#### [Set problem]
All of the data needs to be repeated exactly.

▼▼▼

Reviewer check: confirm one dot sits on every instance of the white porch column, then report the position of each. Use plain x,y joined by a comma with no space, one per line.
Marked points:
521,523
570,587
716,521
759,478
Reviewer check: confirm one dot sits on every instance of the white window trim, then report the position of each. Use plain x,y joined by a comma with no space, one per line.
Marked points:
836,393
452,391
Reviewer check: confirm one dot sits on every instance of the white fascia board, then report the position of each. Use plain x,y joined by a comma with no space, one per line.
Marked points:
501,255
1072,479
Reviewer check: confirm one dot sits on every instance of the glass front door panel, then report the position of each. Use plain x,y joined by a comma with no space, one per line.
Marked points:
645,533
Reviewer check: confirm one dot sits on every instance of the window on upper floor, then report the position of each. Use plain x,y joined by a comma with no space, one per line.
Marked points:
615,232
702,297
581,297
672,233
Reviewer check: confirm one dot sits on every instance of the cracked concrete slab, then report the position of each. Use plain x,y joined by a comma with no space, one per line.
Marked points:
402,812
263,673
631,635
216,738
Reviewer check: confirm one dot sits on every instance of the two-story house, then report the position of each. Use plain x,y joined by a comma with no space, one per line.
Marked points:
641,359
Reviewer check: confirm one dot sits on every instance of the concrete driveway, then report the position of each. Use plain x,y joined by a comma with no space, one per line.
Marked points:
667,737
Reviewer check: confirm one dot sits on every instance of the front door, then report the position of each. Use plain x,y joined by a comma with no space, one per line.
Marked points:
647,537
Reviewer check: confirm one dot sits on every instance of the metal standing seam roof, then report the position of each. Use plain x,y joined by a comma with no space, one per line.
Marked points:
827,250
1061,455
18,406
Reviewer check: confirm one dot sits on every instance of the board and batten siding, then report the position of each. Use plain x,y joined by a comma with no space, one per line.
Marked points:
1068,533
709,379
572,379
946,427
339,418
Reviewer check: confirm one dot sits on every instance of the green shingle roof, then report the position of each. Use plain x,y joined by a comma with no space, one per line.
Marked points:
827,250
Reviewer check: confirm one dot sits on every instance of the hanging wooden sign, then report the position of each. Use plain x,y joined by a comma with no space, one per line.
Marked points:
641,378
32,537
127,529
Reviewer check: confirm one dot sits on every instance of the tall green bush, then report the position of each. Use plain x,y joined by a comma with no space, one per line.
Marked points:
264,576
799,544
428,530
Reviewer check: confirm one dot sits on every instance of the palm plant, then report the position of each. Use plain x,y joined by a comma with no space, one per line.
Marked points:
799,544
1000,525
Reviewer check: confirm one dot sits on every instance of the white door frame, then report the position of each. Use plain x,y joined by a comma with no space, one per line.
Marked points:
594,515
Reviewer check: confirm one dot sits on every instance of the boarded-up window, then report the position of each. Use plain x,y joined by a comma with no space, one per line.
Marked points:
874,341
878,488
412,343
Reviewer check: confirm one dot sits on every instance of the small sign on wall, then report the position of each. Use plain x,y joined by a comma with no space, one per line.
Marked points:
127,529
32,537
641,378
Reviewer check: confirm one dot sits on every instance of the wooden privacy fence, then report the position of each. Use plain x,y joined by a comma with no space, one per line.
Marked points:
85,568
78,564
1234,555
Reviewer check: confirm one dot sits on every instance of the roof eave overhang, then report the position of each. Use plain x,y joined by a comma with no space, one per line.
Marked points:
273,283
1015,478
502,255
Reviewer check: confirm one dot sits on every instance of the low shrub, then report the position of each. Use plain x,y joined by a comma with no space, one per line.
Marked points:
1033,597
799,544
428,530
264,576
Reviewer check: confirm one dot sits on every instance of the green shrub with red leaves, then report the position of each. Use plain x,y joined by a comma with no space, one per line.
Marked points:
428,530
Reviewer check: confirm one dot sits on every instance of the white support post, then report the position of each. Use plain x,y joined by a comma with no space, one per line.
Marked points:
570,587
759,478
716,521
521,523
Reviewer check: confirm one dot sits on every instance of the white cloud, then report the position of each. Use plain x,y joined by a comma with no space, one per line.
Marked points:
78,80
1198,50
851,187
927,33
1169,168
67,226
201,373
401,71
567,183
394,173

▲▲▲

#### [Task answer]
Reviewer check: confirm one dot sits on every instance of the white porch column, then report the position of each. Use plain x,y joined by a comma with no space, one per line.
Marked points:
521,523
570,587
716,521
759,478
Reviewer check: confirm one dot sits on every instance of the white window trim, then report the position of each. Use plain x,y joined by a comma with no space, one per line.
Marked points:
836,393
452,391
Reviewer check: confirm one dot sits on every instance of the white fascia board, then report the position of each. Use plain x,y joined by a comma with no space, one per line.
Marked points:
501,255
1072,479
Reviewer check: confirm one dot sits on every instance of the glass front door panel, then report the position of each. Use plain x,y joined by a comma with no space, one per line.
Marked points:
645,533
Reviewer check: confirm one dot sits on every instance of the window on upper floor, then report the position of each. Use plain x,y joined by a comma with no space, one per line.
Marked points:
615,232
702,297
581,297
672,233
Reviewer check: confirm one dot sits on every instance of the cracked concrete slab, then report the position of each. Use plain x,y joined by a comma with no space, one per line.
Marked points:
402,812
263,673
631,635
216,738
Reviewer check: confirm one dot sits on every instance of the two-story house, then report the position of each. Use plain x,y joined by a comma with no space, one per line.
Marked points:
641,359
Reviewer check: confirm one dot sits on every instance of the concrete driveway, then report the position of each. Use plain x,y joined by a comma with no space, one per line.
Marked points:
667,737
Reviewer check: confirm one dot sits on every instance of the front door, then report the position of each. Use plain x,y joined by a comma with no space, one per line.
Marked points:
647,537
Reviewer check: confirm one dot sits on every instance of the metal standing seam roof, then report the position of each. Use plain x,y joined by a comma with no space, one per line.
Marked points:
827,250
1061,455
18,406
Reviewer check: confirm one dot sits on every instance of the board and batten siding, then report the position of each. Use plain x,y joined by a comma with no space, one per line.
Marked points:
1068,533
709,379
572,379
946,427
339,418
Reviewer check: confirm one dot sits on every instance of the green shingle roof, then report the position of each. Use plain x,y joined by a comma with no space, one per line.
Marked points:
827,250
Reviewer check: confirm one dot sits on every instance of the hanging wooden sign, then report the position of each. Use plain x,y joined by a comma with no space, one per line.
Marked points:
641,378
32,537
127,529
Reviewer check: confirm one dot sits on every instance of the tall green bush, then report the position of each. Use plain x,y joined by a comma with no space, one per line.
Marked points:
264,576
799,544
428,530
Reviewer check: confirm one dot sits on every instance of the palm plant, then report the position of each. Use plain x,y joined by a comma with no space, one per line.
Marked points:
799,544
1000,525
Reviewer check: confirm one dot sits on every instance of the white door frame, then report the position of each. Use plain x,y joined by a comma with no space, one per line.
Marked points:
594,515
Reviewer check: confirm one dot sits on every instance of the boarded-up window, then report the position of each. Use plain x,y joined by a comma with no space, one per line.
Marked points:
874,341
878,488
412,343
Reviewer check: confirm one dot sits on every instance of the small sign on wall, then report the position of each. Use plain x,y joined by a comma with no space, one per line.
Marked points:
127,529
32,537
641,378
Reviewer check: confirm one dot sits on every instance of the wooden privacy fence, then report the position of each. Use plain x,y joined by a comma with no space, one per line.
Marked points:
85,568
78,564
1234,555
Reviewer check: confirm one dot sits on every instance of the roof eave overhang, then report the position of each. Use plain x,y joined by a comma with no space, one per line.
Marked points:
273,283
1015,478
502,255
Reviewer check: confirm one dot sits on every instance of the low shrub, then report the position of each. Use plain x,y joined by a comma with no space, one per line.
Marked points:
1033,597
799,544
428,530
264,576
Reviewer check: confirm one dot sits on every instance of the green shrub with red leaves, then report the position of each. Use plain x,y joined by a comma with no space, one per line.
Marked points:
428,530
Reviewer check: confirm one dot sits on every instance of the white support post, then report the position of each. Use plain x,y joined by a comma with no space, one per line.
Marked points:
570,587
759,478
716,521
521,523
Reviewer check: confirm one dot sits on every instance of the white cloud, then report the position of each. Use plain x,y joined by a comma with no space, one per line.
Marked points:
78,80
1198,50
851,187
927,33
1169,168
67,226
201,373
401,71
567,183
394,173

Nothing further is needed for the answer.